*Work to complete*: In the entries from the start through the line containing "[87,64,94,72]", swap "client" for "customer" everywhere and change nothing else. Rewrite only those lines, leaving the pictures out.

*Entries*:
-----

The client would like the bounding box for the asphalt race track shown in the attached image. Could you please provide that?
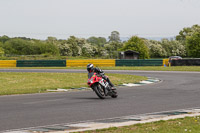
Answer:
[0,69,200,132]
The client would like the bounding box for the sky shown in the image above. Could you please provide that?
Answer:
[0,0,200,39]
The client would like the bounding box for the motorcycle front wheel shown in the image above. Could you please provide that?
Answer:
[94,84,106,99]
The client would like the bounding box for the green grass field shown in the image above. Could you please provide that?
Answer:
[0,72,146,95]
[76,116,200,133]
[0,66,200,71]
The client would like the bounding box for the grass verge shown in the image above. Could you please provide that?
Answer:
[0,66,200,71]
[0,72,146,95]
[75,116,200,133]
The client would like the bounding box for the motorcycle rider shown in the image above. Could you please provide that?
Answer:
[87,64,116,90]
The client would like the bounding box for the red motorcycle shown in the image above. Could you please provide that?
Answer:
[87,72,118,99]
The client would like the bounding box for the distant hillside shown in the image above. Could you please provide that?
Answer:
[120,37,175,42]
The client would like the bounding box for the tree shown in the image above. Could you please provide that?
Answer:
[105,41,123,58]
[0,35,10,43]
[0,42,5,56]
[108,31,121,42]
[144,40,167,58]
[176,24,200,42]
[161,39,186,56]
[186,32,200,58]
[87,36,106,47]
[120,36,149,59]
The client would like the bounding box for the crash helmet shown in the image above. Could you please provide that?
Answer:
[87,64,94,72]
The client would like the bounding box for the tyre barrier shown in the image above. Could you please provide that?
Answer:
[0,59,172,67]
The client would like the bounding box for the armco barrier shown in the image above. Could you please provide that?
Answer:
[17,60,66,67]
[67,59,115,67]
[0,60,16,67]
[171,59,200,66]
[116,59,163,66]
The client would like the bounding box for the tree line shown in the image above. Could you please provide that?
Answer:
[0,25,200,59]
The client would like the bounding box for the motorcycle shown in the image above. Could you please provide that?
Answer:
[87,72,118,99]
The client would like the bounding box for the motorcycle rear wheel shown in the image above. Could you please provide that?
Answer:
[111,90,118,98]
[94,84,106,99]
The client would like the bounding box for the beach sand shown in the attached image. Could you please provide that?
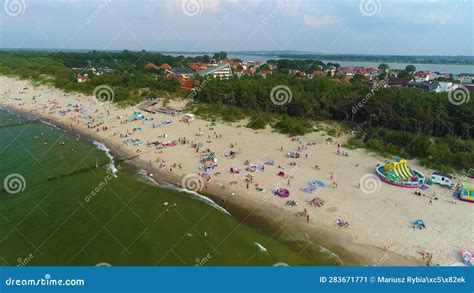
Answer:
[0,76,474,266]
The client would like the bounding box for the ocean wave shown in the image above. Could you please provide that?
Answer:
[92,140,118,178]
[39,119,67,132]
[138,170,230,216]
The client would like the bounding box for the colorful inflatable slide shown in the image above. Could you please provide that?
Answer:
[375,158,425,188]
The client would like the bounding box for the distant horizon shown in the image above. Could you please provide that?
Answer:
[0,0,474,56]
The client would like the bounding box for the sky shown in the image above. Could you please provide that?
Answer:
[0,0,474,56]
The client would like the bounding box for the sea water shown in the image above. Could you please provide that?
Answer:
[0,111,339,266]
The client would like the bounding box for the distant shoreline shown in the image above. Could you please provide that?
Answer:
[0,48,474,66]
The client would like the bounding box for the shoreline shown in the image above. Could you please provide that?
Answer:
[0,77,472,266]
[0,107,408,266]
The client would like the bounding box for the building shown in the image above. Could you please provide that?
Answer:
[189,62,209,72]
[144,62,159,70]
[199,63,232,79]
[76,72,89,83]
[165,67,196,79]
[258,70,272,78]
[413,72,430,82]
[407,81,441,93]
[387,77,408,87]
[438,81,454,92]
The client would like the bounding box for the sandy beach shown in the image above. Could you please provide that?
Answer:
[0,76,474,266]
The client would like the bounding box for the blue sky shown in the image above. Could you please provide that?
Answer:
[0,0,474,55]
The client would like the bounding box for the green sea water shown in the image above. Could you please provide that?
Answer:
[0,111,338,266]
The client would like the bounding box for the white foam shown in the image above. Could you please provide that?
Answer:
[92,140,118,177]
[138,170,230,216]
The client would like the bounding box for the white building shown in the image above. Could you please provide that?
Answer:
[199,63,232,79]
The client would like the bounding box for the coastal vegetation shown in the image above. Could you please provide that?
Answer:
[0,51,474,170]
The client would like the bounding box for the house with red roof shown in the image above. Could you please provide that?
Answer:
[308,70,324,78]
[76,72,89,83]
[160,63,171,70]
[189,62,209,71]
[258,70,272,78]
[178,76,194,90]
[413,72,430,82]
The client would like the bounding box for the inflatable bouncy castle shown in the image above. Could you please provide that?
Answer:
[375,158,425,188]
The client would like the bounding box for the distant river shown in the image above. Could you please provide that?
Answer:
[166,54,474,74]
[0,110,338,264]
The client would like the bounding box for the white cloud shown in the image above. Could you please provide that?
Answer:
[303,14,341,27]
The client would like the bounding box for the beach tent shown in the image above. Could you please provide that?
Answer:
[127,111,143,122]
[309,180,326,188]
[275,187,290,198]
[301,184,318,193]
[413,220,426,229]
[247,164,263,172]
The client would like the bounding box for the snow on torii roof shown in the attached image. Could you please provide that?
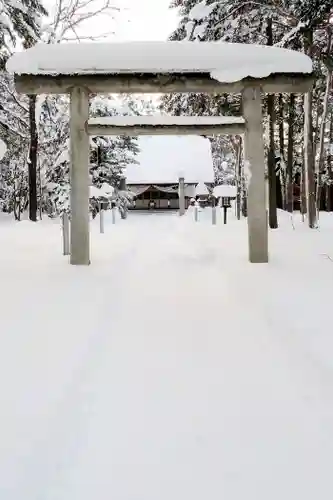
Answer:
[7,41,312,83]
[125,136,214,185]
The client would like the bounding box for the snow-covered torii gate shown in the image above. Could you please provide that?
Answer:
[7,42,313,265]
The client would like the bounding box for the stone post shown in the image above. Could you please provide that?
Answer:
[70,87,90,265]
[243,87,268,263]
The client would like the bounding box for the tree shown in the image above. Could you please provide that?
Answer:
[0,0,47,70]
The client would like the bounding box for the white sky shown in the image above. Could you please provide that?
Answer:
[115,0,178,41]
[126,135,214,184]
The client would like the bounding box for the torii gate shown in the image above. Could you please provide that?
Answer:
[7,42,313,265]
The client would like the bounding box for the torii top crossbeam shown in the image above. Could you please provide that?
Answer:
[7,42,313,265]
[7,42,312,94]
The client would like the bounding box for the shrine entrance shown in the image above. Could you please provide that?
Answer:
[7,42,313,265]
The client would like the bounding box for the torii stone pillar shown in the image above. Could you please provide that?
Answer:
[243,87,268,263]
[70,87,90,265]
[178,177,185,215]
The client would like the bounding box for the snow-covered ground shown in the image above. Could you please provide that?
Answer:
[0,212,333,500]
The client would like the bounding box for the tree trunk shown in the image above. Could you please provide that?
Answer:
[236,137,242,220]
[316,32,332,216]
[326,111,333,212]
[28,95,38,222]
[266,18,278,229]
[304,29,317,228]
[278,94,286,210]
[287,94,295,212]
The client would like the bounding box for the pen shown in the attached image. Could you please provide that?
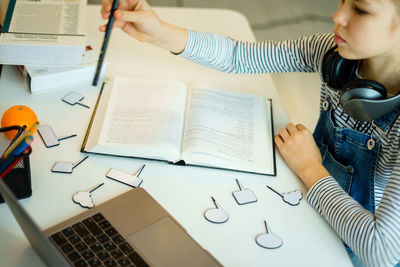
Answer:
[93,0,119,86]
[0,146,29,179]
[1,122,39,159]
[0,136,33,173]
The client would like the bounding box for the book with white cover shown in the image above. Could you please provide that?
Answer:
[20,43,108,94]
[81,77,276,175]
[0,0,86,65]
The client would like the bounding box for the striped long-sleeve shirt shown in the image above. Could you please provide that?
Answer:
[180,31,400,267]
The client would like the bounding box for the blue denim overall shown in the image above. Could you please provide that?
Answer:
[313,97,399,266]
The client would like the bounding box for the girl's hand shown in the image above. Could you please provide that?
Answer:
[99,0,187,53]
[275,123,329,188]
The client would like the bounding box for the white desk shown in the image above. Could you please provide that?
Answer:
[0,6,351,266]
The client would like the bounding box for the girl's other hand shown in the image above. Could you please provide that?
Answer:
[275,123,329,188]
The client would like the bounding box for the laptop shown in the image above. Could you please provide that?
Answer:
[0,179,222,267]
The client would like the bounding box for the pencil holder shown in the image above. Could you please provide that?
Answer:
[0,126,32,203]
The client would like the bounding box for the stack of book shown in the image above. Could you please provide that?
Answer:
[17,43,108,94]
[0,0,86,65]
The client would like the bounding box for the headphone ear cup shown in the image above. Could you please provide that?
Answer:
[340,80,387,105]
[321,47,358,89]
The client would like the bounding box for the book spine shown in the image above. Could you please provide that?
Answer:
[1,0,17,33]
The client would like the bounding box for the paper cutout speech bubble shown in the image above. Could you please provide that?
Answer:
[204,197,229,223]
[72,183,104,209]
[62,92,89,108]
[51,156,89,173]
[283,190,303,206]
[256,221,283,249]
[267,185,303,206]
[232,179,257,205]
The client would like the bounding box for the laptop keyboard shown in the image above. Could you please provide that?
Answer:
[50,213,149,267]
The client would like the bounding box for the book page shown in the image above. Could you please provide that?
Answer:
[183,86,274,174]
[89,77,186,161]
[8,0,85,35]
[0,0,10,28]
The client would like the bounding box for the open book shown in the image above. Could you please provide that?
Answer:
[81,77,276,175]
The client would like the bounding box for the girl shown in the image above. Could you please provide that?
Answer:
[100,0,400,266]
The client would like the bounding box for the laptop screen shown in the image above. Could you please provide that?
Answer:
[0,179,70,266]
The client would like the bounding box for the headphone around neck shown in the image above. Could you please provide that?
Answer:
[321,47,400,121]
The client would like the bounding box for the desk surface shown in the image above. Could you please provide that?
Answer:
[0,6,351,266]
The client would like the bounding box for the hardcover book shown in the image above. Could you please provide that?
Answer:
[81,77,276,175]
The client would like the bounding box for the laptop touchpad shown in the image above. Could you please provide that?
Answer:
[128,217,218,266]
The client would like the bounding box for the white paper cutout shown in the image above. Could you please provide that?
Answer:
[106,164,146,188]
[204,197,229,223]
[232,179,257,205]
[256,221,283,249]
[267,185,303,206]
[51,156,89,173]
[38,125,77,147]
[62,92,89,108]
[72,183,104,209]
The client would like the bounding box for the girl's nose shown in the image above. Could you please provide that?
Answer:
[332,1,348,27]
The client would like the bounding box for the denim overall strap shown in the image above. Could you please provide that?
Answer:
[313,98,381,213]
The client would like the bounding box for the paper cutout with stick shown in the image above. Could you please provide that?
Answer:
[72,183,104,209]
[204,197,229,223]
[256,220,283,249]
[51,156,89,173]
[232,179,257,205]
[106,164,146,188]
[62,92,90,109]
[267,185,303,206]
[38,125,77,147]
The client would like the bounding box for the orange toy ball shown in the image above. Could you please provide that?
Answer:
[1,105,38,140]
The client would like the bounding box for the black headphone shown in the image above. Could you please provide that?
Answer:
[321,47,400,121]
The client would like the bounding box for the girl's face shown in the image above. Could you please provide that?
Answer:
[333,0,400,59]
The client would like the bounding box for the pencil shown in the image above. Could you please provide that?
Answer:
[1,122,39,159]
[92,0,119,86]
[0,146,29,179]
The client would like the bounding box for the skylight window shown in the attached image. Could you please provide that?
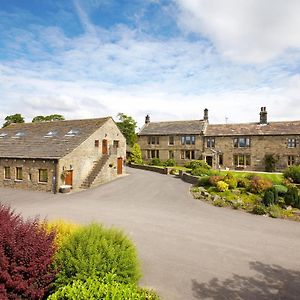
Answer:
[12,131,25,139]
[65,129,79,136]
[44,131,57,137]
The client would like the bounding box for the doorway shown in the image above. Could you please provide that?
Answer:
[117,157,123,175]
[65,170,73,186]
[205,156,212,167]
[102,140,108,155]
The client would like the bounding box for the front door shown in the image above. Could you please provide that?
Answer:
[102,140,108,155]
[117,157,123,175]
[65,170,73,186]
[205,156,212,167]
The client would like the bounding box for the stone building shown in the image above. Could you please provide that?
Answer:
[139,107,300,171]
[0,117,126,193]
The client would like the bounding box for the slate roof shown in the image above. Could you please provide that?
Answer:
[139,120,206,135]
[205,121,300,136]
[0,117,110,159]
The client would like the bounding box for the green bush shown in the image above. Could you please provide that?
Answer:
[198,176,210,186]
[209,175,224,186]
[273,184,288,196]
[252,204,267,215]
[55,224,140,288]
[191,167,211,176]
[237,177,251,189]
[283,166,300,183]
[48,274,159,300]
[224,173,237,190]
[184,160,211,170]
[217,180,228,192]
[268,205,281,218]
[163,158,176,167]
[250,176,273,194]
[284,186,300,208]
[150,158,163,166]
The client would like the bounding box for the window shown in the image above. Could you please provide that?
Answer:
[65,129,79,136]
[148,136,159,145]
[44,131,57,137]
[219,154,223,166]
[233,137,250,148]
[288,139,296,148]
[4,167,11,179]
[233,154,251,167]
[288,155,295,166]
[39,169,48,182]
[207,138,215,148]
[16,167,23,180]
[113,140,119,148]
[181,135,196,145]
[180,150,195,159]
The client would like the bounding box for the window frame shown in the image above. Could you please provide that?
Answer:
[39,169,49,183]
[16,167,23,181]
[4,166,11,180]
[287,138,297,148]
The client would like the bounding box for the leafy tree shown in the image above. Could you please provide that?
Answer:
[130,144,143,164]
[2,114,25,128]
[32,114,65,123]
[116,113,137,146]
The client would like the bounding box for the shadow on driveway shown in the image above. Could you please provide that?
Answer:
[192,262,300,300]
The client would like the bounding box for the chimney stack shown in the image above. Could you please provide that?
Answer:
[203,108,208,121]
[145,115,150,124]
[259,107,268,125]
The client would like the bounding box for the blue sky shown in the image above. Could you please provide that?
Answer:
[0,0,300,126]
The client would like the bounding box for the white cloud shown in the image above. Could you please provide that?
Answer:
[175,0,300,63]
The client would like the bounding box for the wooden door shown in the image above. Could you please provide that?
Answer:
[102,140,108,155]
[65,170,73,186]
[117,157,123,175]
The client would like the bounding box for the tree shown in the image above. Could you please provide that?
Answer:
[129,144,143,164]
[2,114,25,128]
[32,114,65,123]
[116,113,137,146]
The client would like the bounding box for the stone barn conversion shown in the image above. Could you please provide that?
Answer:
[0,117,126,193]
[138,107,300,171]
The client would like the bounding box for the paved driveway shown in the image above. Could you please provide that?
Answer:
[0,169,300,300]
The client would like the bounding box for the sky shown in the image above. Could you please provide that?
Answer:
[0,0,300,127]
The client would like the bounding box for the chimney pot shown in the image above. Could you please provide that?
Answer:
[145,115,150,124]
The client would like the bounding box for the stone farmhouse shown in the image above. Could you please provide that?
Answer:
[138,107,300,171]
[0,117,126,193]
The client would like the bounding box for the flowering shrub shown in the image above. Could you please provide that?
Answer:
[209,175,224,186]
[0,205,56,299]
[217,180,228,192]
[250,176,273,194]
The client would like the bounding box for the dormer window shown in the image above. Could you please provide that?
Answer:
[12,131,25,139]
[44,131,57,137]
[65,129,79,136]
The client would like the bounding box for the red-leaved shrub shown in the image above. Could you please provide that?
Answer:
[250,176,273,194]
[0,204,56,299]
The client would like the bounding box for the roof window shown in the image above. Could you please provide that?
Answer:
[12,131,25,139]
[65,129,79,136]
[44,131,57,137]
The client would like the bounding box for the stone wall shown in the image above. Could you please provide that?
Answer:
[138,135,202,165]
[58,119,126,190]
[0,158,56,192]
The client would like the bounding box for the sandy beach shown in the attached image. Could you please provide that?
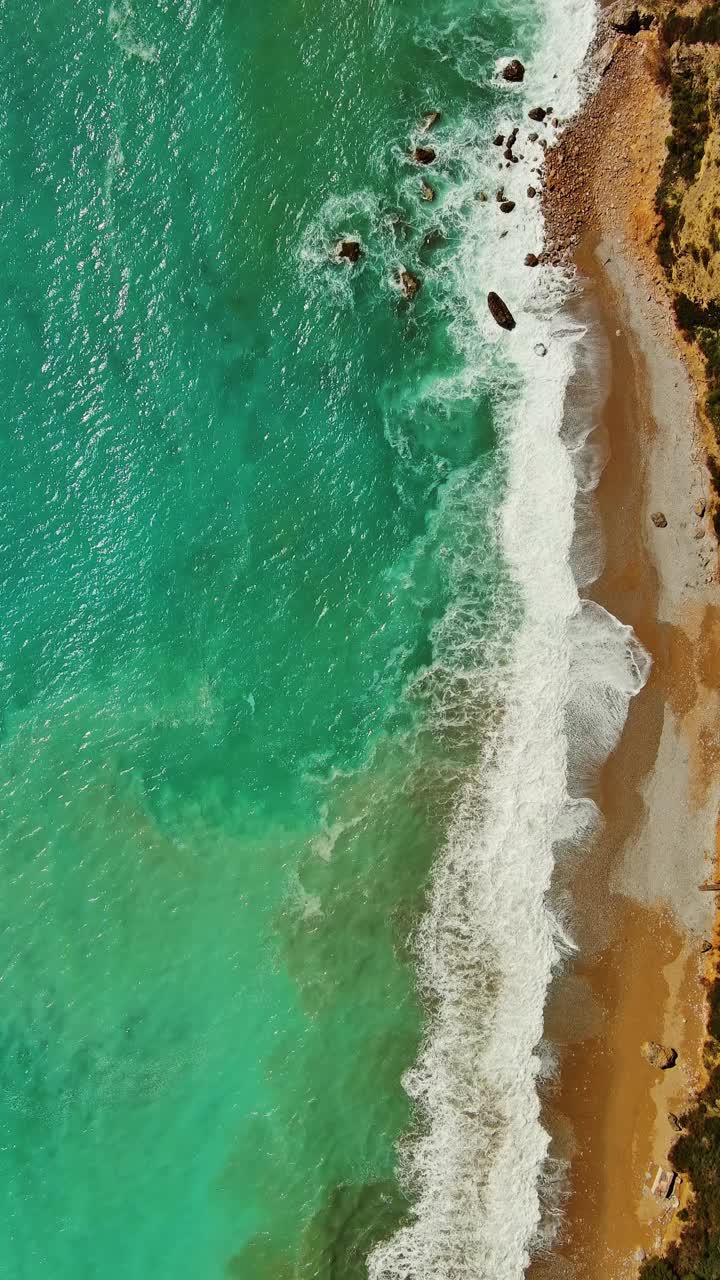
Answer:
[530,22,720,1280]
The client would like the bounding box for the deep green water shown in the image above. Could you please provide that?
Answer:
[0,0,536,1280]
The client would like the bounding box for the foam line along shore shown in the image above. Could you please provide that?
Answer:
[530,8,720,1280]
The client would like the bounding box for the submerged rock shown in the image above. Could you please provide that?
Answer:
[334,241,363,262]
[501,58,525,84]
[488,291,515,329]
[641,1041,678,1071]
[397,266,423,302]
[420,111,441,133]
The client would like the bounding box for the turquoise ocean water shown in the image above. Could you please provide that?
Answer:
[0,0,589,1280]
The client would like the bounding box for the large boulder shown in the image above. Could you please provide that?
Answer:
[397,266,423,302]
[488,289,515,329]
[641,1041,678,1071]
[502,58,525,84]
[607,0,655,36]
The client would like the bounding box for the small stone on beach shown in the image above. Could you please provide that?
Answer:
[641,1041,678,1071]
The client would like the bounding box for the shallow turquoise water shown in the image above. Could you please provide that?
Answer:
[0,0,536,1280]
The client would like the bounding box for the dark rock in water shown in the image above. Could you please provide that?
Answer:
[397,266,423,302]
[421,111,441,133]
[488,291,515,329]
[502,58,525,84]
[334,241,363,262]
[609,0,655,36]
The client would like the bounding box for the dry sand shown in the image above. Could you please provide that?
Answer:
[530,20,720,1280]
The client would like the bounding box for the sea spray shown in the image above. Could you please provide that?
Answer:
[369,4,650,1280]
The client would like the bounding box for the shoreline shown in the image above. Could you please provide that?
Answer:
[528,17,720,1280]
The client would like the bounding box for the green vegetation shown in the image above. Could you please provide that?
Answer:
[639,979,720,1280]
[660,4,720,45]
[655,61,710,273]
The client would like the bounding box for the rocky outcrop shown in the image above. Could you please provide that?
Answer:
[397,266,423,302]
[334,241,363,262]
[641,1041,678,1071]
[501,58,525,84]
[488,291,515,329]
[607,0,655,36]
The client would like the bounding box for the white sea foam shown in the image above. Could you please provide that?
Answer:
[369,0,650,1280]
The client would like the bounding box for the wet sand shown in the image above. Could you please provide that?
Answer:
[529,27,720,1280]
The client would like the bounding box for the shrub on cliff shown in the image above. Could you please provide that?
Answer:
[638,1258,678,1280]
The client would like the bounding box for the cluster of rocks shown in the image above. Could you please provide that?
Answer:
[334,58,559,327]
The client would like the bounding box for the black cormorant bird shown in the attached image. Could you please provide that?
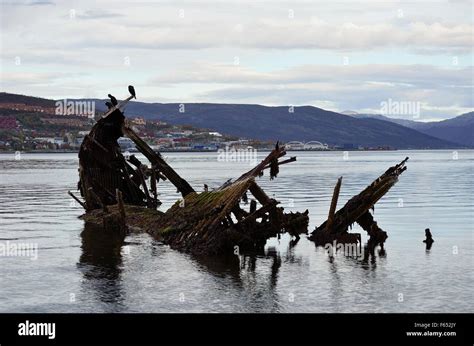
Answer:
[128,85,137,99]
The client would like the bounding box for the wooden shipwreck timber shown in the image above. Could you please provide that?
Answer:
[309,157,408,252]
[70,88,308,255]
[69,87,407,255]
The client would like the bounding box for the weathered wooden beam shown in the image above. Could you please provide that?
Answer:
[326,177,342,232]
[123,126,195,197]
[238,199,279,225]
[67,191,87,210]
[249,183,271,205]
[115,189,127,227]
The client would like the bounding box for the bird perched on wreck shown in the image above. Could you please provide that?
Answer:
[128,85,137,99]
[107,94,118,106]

-----

*Answer for the task*:
The customer would like the bounding box for the asphalt race track shown in the attached image. Could you please provide that?
Answer:
[0,69,200,132]
The customer would like the bounding box for the sky shown in the image above. Could you please provide that?
Answer:
[0,0,200,39]
The customer would like the bounding box for the motorcycle front wheel shown in the image above. Could you please provide that?
Answer:
[94,84,106,99]
The customer would like the bounding box for the green grass field shown in the image above. Could you please provide that?
Answer:
[0,72,146,95]
[76,116,200,133]
[0,66,200,71]
The customer would like the bounding box for the grass verge shown in the image above. Could you please provide that?
Answer:
[0,66,200,71]
[0,72,146,95]
[75,116,200,133]
The customer would like the bounding box for the motorcycle rider shown in the image above. Could you please provide that?
Answer:
[87,64,116,90]
The customer would like the bounding box for the red motorcycle shown in the image above. Could you please provide that?
Answer:
[87,72,118,99]
The customer would like the bounding box for the distant hillside shown in the image above. Could you please provide that?
Answer:
[120,37,175,42]
The customer would like the bounding box for the tree shown in the image above. Could you please provide that?
Answer:
[105,41,123,58]
[0,35,10,43]
[0,42,5,56]
[108,31,121,42]
[144,40,167,58]
[176,24,200,42]
[161,39,186,56]
[186,32,200,58]
[87,36,106,47]
[120,36,149,59]
The customer would like the bounding box for the crash helmet shown in the image above. Could you please provide that?
Answer:
[87,64,94,72]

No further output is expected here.